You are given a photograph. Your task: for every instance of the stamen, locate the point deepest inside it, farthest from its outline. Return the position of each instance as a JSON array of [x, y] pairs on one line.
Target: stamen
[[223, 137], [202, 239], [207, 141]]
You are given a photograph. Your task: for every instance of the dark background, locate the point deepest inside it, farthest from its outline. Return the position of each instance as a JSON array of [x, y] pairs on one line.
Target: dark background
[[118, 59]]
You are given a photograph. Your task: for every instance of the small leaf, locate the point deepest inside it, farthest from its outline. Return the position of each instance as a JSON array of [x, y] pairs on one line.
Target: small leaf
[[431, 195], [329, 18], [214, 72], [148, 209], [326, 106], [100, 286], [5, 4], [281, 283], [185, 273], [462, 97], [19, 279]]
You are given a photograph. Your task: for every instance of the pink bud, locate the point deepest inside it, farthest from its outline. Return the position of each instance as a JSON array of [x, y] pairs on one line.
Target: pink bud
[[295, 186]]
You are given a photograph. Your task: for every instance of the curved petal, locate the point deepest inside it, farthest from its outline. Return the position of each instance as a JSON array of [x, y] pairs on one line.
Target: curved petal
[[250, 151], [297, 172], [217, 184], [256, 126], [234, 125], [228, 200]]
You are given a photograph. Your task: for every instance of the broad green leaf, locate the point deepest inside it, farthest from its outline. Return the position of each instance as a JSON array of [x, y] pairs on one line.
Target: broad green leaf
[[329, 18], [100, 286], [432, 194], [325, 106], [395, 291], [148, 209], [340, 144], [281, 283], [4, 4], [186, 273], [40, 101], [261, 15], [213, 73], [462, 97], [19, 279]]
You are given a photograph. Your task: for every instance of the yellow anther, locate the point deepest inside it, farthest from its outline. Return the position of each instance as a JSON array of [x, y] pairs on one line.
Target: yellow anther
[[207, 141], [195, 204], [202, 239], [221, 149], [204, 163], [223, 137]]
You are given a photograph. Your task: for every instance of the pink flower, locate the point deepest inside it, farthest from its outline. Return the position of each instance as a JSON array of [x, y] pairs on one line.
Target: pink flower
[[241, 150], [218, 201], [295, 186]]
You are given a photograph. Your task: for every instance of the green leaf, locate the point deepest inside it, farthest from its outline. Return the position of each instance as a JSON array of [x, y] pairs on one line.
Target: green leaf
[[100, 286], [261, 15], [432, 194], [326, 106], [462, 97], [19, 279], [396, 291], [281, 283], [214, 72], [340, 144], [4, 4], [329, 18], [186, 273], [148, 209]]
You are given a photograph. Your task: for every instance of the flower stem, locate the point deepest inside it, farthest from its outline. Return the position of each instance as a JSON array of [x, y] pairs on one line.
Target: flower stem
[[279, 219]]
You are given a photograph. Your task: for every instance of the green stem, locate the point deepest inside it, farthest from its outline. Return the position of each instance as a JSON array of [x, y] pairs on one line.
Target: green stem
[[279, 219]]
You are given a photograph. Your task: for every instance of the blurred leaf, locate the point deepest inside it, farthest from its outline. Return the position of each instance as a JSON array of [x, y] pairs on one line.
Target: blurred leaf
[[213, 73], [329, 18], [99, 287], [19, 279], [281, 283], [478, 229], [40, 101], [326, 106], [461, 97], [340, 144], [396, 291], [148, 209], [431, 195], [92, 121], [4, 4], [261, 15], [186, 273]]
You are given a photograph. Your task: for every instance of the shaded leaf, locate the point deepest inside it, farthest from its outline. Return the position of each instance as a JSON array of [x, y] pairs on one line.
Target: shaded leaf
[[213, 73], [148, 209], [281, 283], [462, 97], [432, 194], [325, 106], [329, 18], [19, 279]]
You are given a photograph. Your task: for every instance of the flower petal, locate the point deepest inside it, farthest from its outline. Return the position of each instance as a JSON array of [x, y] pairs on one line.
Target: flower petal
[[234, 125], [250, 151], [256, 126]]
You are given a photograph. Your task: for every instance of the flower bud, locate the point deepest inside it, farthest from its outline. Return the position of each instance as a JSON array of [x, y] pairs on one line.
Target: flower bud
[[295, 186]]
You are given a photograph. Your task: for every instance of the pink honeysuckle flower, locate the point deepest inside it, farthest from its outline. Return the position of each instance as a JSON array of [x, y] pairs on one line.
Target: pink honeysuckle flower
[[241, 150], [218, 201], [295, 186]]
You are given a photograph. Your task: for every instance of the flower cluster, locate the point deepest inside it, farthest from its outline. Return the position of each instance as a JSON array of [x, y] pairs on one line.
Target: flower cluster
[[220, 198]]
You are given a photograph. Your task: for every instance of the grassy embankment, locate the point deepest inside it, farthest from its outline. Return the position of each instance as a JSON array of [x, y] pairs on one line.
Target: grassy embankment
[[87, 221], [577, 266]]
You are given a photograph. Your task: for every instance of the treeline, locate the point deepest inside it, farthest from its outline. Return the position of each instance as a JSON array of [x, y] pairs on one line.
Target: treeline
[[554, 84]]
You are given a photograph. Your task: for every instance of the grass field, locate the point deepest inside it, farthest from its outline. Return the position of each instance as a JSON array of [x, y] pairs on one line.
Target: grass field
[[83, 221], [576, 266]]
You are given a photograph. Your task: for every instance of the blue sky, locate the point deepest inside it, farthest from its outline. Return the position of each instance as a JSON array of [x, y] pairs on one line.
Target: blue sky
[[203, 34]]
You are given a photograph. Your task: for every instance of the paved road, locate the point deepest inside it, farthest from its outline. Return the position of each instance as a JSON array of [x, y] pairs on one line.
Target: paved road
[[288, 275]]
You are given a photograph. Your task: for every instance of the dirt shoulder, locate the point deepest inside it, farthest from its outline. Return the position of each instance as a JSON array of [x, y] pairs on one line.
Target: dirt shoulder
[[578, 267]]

• Problem:
Output the entire listing again, word for word.

• Your response:
You are given a photograph. Your task: for every instance of the stamen, locate the point deepest inside it, farthest from its outline. Return the position of each instance as a JSON array of [x, y] pairs on one line.
Target: stamen
[[223, 137], [202, 239], [207, 141]]
You are given a photograph. Your task: for every instance of the dark background, locate the point deepest inside it, farthest from its outline. Return the position of each instance as a JSON array of [x, y] pairs on one line.
Target: dark background
[[118, 59]]
You are given a photograph. Your task: for every instance of the small leaf, locate the point deepest inside it, farthest from its outline. Return the position of each instance as a JSON array of [x, y] pairs on one line.
Target: small leaf
[[431, 195], [329, 18], [214, 72], [148, 209], [326, 106], [100, 286], [5, 4], [281, 283], [185, 273], [462, 97], [19, 279]]
You are given a photograph. Your task: for every instance of the pink bud, locate the point deepest inside it, farthest from its outline. Return the position of each instance as a JSON array of [x, y] pairs on one line.
Target: pink bud
[[295, 186]]
You are given a photograph. Your task: for every instance of the curved petal, locate the point deepest inside it, farthest from its outline. Return the position of each instance as a JSON array of [x, y] pairs on one line.
Target: curved petal
[[250, 151], [297, 172], [217, 184], [256, 126], [234, 125], [228, 200]]
You are given a photograph. Your task: for every instance of the broad green leaf, locate the point deepest inside it, farthest from its outline. Return the position of each instance as a JSON array of [x, y] pairs on one line.
Target: broad green leaf
[[329, 18], [100, 286], [432, 194], [325, 106], [395, 291], [148, 209], [340, 144], [281, 283], [4, 4], [186, 273], [40, 101], [261, 15], [213, 73], [462, 97], [19, 279]]
You are given a photograph. Your task: for every instance of the yellow anther, locate the point deepest inside it, farthest from its outline. Return the position of each instance as a JSON array of [x, y] pairs on one line.
Target: yellow anther
[[207, 141], [195, 204], [202, 239], [221, 149], [204, 163], [223, 137]]
You are given a photograph. Your task: for every instance of the pink flower, locate the point deepest inside it, farthest from its outline. Return the position of each instance as a JSON array of [x, y] pairs on one line.
Target: pink flower
[[241, 150], [218, 201], [295, 186]]
You are given a photograph. Your task: for every instance of the green leaf, locate the point deepest inside it, farthest from its outline. Return the position of each instance as a JSON array of [x, y] pairs on one line.
Target: green leaf
[[100, 286], [261, 15], [432, 194], [326, 106], [462, 97], [19, 279], [396, 291], [281, 283], [214, 72], [340, 144], [4, 4], [329, 18], [186, 273], [148, 209]]
You are given a photograph. Your task: for every instance of the flower stem, locate the point deepest inside it, farthest from its outline. Return the position of each instance as a JSON array of [x, y] pairs on one line.
Target: flower stem
[[279, 219]]
You are given a photograph. Your task: for every instance of the green stem, locate the point deepest inside it, farthest from its outline. Return the position of each instance as a JSON array of [x, y] pairs on one line.
Target: green stem
[[279, 219]]
You are given a photograph. Your task: for every instance of the blurred leaf, locate the point deepest inside it, farthest from its outline. Return the position of each instance as a JSON array of [x, y] pairs on one line.
Target: blurred leaf
[[213, 73], [329, 18], [99, 287], [19, 279], [281, 283], [478, 229], [40, 101], [326, 106], [461, 97], [340, 144], [396, 291], [148, 209], [431, 195], [92, 121], [4, 4], [261, 15], [186, 273]]
You are given a photograph. Your task: for every instance of the shaded leaf, locate the point deepest inside it, farthest from its outline. Return the position of each instance as a JSON array of [x, y] pairs on one line.
Target: shaded leaf
[[213, 73], [148, 209], [281, 283], [462, 97], [432, 194], [325, 106], [329, 18], [19, 279]]
You are given a photograph. Your task: for every instance of the flower petal, locate the point deepest inside it, farthest from its outline. Return the position of each instance as a JSON array of [x, y] pairs on one line.
Target: flower petal
[[234, 125], [250, 151], [256, 126]]
You are given a photograph. Your task: for every instance of the flower bud, locate the point deepest inside it, farthest from its outline. Return the position of each instance as a JSON array of [x, y] pairs on one line.
Target: flower bud
[[295, 186]]
You are given a photograph. Your task: for every instance of the pink honeysuckle flower, locate the point deepest inside it, farthest from its outline. Return the position of each instance as a JSON array of [x, y] pairs on one line.
Target: pink honeysuckle flower
[[241, 150], [218, 201], [295, 186]]
You are given a photograph. Your task: for every instance of the flower cluster, locate the point deepest inside it, farthest from its outline. Return the position of each instance as a JSON array of [x, y] pairs on one line.
Target: flower cluster
[[220, 198]]
You are given a photograph. Your task: for every instance of the grassy embankment, locate the point deepest inside it, farthest from its outline. Return the position of each instance as a JSON array of [x, y] pairs on one line.
Target: grassy embankment
[[87, 221], [577, 266]]
You are given a photograph. Your task: for every instance of the treeline, locate the point deepest inside it, farthest from its outline. Return the position of each instance as a JSON array of [x, y] pairs on one line.
Target: treeline
[[554, 84]]
You are given a photograph. Your task: for every instance of the grass field, locate the point deepest inside it, farthest from its outline. Return the position of each instance as a JSON array of [x, y] pairs on one line.
Target: grass field
[[83, 221], [576, 266]]
You are given a photograph. Your task: for every instance of the blue sky, locate the point deepest inside it, farthest from its outline. Return the position of each instance as a JSON array of [x, y] pairs on one line.
Target: blue sky
[[203, 34]]
You are given a photograph. Your task: for every instance of the paved road, locate the point deepest inside it, farthest from its outline. Return the position of each instance as a JSON array of [x, y] pairs on one line.
Target: paved road
[[288, 275]]
You are given a photograph. Your task: for every instance of the dirt shoulder, locate the point deepest inside it, farthest from its outline. Return the position of each instance as a JSON array of [x, y] pairs on one line.
Target: dirt shoulder
[[578, 267]]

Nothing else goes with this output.